=== DIRECTIONS FOR THIS TASK ===
Gather and copy out every line of the material below that contains the word "blue".

[Stored entries]

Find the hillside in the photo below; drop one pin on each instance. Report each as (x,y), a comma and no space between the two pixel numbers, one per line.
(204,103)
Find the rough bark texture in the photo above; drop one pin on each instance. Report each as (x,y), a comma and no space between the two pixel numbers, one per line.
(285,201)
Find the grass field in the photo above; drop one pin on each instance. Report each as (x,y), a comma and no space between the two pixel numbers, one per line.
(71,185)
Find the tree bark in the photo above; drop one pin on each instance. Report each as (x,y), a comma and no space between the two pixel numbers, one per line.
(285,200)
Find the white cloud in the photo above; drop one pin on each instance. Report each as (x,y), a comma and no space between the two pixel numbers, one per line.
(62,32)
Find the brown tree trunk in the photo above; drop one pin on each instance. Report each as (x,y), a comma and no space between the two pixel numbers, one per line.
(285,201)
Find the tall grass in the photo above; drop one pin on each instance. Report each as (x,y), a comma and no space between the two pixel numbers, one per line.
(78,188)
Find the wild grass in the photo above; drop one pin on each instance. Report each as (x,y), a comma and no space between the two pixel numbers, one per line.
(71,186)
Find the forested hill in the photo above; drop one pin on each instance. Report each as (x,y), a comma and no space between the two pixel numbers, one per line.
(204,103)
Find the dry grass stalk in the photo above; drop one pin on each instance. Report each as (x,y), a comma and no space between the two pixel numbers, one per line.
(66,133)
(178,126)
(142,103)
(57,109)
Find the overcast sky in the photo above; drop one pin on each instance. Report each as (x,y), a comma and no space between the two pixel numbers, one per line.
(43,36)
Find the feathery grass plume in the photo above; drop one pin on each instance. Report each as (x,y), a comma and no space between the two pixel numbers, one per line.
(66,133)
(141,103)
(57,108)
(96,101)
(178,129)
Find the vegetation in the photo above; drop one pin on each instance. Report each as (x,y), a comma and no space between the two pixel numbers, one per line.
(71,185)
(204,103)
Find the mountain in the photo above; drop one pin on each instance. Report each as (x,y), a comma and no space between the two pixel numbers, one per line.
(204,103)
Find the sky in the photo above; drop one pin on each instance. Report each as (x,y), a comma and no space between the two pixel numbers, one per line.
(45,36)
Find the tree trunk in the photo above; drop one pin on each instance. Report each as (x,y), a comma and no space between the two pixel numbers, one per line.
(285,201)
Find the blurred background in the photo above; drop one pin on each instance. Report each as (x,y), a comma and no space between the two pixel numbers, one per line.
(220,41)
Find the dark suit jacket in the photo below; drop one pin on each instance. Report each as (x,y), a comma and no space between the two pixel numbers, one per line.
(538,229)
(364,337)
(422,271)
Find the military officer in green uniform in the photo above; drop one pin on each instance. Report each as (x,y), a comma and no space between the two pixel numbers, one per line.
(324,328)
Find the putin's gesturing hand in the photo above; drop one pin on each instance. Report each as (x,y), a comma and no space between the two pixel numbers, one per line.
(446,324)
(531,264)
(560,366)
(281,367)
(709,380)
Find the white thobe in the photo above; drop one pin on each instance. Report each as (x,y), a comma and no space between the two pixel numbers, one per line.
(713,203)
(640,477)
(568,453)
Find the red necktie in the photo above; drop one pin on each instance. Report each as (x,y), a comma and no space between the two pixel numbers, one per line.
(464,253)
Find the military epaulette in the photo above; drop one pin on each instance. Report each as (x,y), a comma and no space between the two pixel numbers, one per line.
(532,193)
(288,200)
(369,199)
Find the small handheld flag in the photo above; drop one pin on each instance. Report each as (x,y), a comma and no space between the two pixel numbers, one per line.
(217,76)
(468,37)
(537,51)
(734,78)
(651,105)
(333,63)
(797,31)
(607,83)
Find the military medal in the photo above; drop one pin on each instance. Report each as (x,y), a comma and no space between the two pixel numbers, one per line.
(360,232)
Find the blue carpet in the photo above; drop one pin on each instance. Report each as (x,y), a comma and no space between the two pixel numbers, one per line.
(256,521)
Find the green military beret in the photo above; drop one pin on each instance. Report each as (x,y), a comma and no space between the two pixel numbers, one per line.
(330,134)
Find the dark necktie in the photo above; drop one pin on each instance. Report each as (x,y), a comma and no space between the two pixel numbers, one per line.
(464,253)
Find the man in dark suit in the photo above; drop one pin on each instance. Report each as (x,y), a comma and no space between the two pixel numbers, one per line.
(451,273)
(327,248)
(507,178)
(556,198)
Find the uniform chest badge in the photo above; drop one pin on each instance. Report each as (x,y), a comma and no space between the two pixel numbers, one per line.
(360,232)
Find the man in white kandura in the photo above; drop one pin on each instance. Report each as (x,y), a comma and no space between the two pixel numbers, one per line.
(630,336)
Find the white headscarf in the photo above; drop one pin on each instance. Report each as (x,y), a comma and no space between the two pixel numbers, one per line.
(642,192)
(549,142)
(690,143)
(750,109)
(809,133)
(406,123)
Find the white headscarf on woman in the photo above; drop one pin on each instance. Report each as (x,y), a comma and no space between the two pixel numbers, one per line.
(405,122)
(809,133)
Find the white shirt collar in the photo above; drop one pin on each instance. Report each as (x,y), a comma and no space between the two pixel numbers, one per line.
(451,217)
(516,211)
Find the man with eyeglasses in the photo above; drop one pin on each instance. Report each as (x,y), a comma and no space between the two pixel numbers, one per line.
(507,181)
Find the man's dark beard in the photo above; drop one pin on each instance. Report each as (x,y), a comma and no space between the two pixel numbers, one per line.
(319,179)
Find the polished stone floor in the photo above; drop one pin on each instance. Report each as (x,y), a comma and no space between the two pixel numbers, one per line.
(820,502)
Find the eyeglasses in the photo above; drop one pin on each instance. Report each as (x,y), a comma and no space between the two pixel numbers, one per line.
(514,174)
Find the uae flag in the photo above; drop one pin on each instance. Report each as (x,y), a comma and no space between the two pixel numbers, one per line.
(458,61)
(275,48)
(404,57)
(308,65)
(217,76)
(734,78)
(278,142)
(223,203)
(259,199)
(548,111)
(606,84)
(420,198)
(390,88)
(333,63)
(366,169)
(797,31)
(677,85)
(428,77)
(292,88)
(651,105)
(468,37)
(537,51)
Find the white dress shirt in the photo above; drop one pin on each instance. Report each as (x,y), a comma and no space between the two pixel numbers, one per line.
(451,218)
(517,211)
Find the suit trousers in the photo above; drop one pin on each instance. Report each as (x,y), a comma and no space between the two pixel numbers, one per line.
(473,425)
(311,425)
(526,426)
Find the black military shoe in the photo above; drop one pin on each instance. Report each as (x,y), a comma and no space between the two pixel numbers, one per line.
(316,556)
--
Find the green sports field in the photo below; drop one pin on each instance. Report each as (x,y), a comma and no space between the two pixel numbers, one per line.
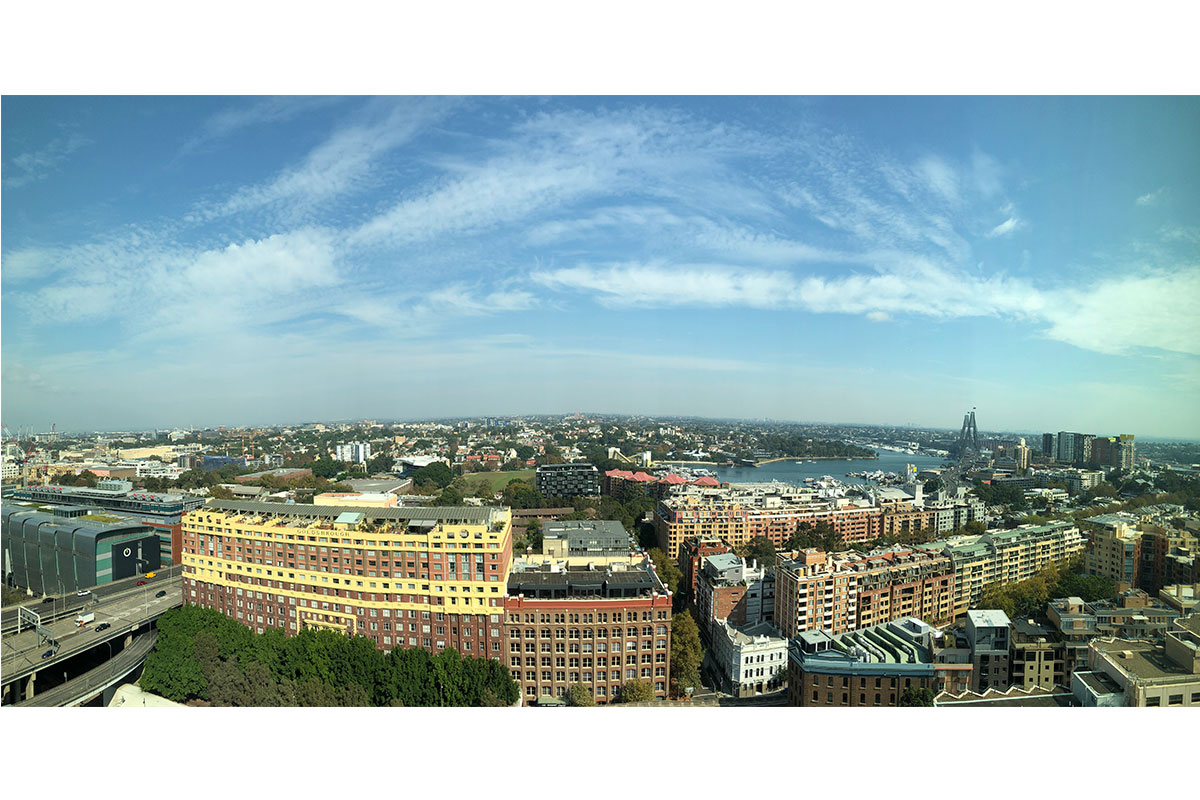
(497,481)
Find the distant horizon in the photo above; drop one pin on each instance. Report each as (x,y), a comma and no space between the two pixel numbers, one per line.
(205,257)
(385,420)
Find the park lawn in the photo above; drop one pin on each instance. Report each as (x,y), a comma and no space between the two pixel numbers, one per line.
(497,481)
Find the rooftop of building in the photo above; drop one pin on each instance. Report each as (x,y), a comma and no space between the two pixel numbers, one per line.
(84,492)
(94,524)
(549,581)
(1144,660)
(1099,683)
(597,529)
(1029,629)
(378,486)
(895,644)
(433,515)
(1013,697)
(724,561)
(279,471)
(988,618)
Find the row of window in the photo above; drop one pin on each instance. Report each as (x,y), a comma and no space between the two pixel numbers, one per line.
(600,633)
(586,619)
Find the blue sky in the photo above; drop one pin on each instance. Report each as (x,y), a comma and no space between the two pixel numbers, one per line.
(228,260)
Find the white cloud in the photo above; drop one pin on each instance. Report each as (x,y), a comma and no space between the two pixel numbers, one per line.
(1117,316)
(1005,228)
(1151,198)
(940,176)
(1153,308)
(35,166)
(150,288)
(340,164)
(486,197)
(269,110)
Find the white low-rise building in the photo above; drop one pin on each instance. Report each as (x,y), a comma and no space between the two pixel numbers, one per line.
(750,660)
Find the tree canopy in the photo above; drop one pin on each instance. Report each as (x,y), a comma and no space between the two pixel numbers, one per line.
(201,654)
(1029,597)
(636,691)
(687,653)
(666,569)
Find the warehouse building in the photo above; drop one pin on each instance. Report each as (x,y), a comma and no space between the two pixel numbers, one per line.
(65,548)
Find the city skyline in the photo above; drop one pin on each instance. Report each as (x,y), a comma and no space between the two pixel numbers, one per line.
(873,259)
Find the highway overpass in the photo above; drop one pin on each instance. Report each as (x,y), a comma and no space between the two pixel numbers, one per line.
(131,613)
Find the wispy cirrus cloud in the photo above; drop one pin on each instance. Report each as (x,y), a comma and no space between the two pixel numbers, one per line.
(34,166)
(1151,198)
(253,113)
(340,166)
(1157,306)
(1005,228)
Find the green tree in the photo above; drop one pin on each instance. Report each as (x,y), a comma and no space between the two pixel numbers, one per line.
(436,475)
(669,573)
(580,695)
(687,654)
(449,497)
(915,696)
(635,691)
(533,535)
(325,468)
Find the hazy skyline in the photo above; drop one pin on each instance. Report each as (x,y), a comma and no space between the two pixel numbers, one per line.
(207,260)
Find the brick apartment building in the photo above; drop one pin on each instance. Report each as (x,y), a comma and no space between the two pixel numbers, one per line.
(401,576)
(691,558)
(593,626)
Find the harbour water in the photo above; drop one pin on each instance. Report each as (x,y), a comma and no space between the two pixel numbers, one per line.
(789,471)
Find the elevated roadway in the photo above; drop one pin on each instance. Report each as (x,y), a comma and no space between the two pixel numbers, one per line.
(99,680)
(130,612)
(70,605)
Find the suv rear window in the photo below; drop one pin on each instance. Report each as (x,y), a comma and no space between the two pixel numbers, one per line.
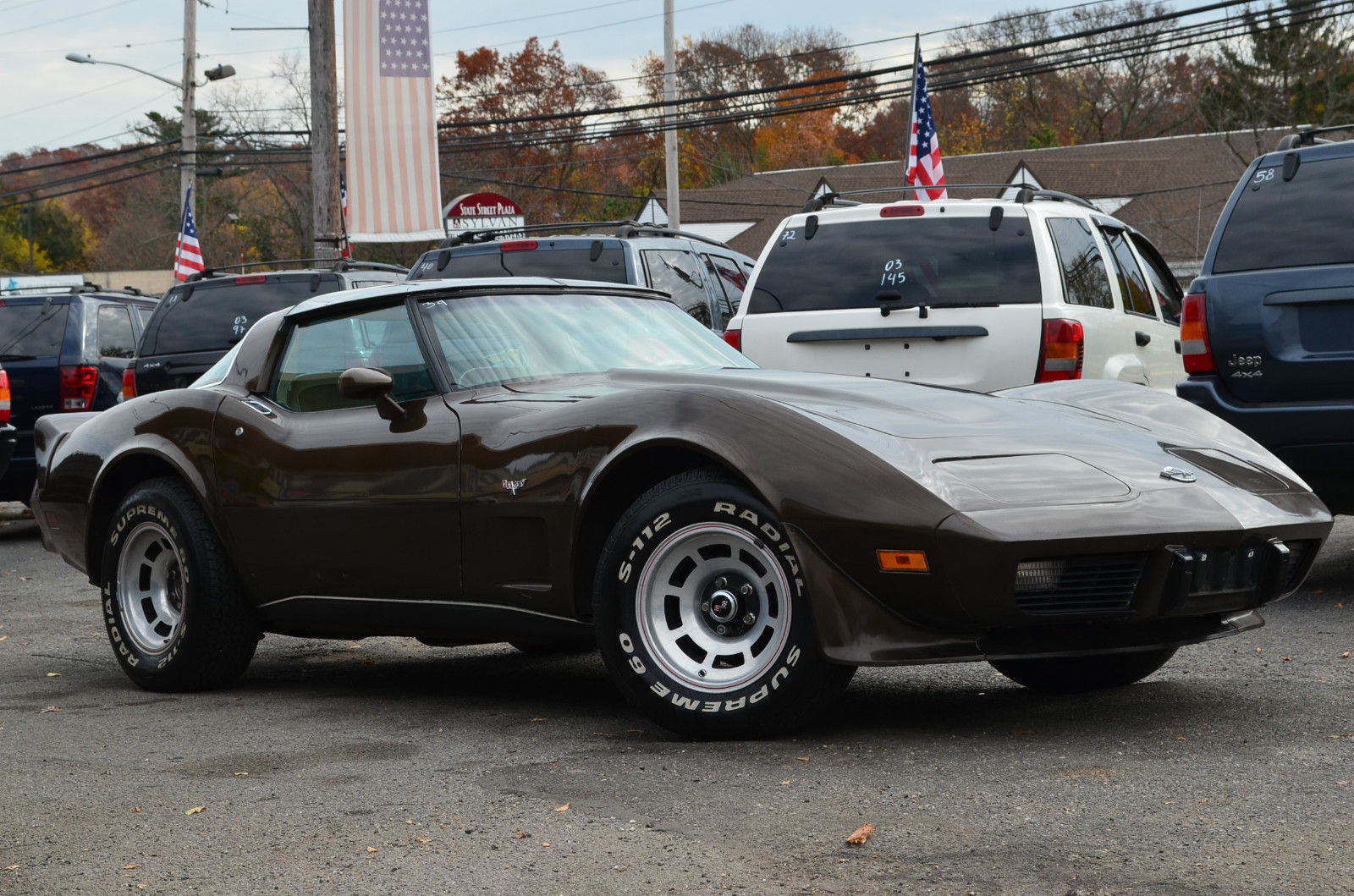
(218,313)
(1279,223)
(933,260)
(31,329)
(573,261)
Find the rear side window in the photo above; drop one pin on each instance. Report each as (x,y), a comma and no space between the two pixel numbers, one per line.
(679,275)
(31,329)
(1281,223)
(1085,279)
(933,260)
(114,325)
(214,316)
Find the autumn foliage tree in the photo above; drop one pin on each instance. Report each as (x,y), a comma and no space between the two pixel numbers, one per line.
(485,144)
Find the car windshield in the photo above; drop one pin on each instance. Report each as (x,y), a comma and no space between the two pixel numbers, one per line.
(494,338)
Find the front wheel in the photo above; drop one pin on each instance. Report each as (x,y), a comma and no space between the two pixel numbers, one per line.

=== RESPONSE TO THE EXERCISE ===
Find the blue carpet in the photo above; drop one pin on each instance. Report each as (x,y), a comma and no space between the two pixel numbers, one per line.
Find the blue sky in the photo above; drop one pin on each instance. Report each as (x,y), a comma and no space between the two pixel numbers, one per line.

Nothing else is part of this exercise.